- O que se pede: Conte em quantas linhas das entradas abaixo aparece a palavra "blue". Responda somente com esse número.

- Dados do exercício:
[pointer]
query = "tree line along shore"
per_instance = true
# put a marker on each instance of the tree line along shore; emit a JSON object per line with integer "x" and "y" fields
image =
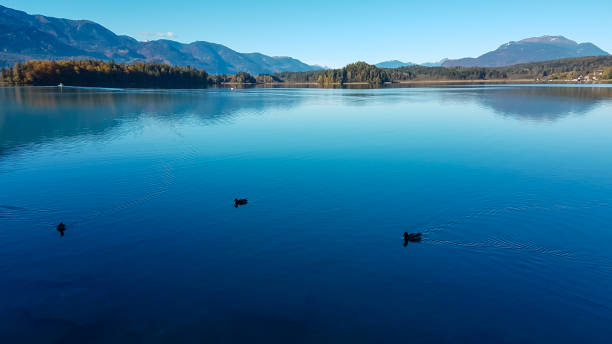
{"x": 94, "y": 73}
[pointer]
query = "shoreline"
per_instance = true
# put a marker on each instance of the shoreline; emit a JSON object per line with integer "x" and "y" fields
{"x": 361, "y": 84}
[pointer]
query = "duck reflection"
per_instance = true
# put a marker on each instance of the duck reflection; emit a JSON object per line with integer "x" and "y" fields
{"x": 411, "y": 237}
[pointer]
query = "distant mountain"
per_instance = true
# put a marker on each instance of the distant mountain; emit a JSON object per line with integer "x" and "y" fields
{"x": 434, "y": 64}
{"x": 25, "y": 37}
{"x": 394, "y": 64}
{"x": 534, "y": 49}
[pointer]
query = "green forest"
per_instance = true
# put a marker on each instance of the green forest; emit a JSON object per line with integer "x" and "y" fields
{"x": 109, "y": 74}
{"x": 91, "y": 73}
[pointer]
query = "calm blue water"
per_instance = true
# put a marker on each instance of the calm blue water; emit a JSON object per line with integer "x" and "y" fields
{"x": 511, "y": 187}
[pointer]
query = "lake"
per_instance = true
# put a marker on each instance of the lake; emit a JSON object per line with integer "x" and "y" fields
{"x": 511, "y": 187}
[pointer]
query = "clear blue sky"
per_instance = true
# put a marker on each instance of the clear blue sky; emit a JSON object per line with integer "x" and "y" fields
{"x": 334, "y": 33}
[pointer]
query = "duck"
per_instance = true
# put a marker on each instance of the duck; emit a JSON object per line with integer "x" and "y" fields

- Resposta à tarefa: 4